# Data for analysis
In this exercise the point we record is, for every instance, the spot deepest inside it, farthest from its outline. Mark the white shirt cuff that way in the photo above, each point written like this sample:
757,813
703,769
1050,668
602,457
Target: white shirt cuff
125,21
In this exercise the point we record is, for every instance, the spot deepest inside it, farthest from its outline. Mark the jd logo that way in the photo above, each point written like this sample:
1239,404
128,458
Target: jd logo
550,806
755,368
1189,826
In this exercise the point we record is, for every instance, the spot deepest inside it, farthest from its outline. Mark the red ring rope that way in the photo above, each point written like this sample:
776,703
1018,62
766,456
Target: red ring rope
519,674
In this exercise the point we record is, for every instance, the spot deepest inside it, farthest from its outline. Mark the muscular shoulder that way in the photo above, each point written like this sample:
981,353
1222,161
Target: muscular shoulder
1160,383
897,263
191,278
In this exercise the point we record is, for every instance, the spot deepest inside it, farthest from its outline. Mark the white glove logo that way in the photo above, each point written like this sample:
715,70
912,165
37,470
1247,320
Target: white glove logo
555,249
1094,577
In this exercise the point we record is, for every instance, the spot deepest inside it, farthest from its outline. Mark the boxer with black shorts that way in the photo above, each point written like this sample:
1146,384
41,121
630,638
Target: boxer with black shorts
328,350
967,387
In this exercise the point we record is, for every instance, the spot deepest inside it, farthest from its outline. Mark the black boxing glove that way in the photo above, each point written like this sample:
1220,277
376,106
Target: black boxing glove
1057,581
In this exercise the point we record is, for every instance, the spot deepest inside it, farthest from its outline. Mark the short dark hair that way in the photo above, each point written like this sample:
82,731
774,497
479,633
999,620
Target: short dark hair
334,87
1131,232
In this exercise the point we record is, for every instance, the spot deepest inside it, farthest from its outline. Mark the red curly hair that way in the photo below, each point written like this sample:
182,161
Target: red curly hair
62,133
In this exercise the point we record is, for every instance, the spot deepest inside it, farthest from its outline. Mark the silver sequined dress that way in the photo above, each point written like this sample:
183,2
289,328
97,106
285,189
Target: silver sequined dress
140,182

# Exercise brief
From the records above, extract every line exactly as it stands.

# Answer to the problem
In this exercise the point we record is, for every instance, the spot deepest inside it, farthest from its outline. Mark the white shirt cuff that way in the photo above, each point written like this sample:
757,813
703,769
1050,668
602,457
Target: white shirt cuff
125,21
In this exercise the point we record is, for every instance, the spot deepest inside it, farthest from its outline. Mark the jd logo that way in the photo above, each point written like this sample:
1239,404
128,458
Target: jd logo
550,806
755,368
1189,826
In this exercise the point we record is, for every instance, the spot deepest inside it, farthest from its outline. Mark the red ring rope that way in the photo above, each point written like this sample:
776,703
1018,62
766,456
Target: red ring rope
519,674
In this exercise the point we record is, for every instance, the spot deepest inside it, farthest from its outline. Mark the muscular shoulder that way in the photo above, each point written like this sample:
981,353
1222,161
Target: muscular shoulder
1160,383
897,263
191,278
In this exercise the point we record is, for every instance, the spot deepest inside it, farthest from its outline. Mark the white glove logo that way in the photo above, each point written like this sample:
715,70
912,165
37,470
1247,320
Target: white glove logo
555,249
1094,577
In this exercise the point we record is, for every instance, the spot deepest inside it, farthest from its outline. Mark the boxer with black shorts that way in the photo above, each point written like this sample:
1146,384
41,121
630,638
Target: boxer with black shorts
328,350
967,387
In this exercise the point we record is, for every instance, the spot deepest inside it, farthest from its outline. Mark the black boxing glove that way in the photo above, each point written like this sample:
1220,277
376,106
Target: black boxing glove
1057,581
In this exercise the point we record is, for every instance, the spot deepest inside it, farthest from its outline. Mark the short dark hair that way in the photo above, each point written like this sample:
82,731
774,497
479,633
999,620
Target: short dark hair
334,87
1131,232
In this exercise the point we record is, for every instance, the spot deepest inside it, farthest from its outline. Mark the red curly hair that way in the photo below, each point written like this sample:
182,161
Target: red curly hair
62,133
In this exercise the point we record is, for every instance, the spot deepest inside it, farthest from its outline. Mark the silver sequined dress that way in the photo above, each point written like this sample:
183,2
289,328
97,106
285,189
Target: silver sequined dress
140,182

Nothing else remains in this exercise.